Bird doo is the end product of a necessarily very efficient system, a link with their reptilian past. Birds gulp their food down whole, soften it with saliva, douse it with acids and enzymes, grind it up with stones, reroute solid waste and liquid waste into a single structure, squeeze every bit of water they can out of it, and plop the remains out all at once on your car. The mucus-like white part is the bird equivalent of urine. It’s mostly uric acid, which is crystalline and white. Birds metabolize at a very high rate because of their special heat regulation requirements and because they need to jettison every unnecessary bit of weight for efficient flight. One scientist timed a berry going through a warbler — 12 minutes from start to finish. Average digestion time for a songbird, though, is more like 30 to 40 minutes.

[Image point grounding data]
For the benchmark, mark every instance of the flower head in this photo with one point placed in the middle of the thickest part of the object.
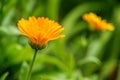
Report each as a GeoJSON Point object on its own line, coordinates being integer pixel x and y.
{"type": "Point", "coordinates": [97, 23]}
{"type": "Point", "coordinates": [40, 30]}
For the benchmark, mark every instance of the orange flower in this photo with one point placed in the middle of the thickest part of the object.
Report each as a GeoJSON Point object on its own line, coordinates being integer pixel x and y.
{"type": "Point", "coordinates": [40, 31]}
{"type": "Point", "coordinates": [97, 23]}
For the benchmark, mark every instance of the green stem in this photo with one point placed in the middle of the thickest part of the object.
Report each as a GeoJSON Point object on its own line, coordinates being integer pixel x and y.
{"type": "Point", "coordinates": [29, 74]}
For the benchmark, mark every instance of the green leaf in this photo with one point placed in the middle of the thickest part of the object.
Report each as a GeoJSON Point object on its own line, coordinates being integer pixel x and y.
{"type": "Point", "coordinates": [3, 77]}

▸ Work task
Please extend the text about bird droppings, picking up after its last sentence. The lines are not needed here.

▸ Written answer
We, on the other hand, can turn up the thermostat and only have to get our big butts up off the couch from time to time, so speedy digestion isn’t a necessity. Feces can vary in shade, depending on the amount of protein in the diet, but the brown color is a result of a combination of undigested cellulose that’s been worked on by bile and stomach acids, dead cells from the stomach and intestines, and a whole bunch of dead bacteria. (Intestinal bacteria help us absorb nutrients, not digest food.) About a third of fecal dry weight is bacteria. Our urine isn’t white because it’s mostly water and urea, not highly concentrated uric acid.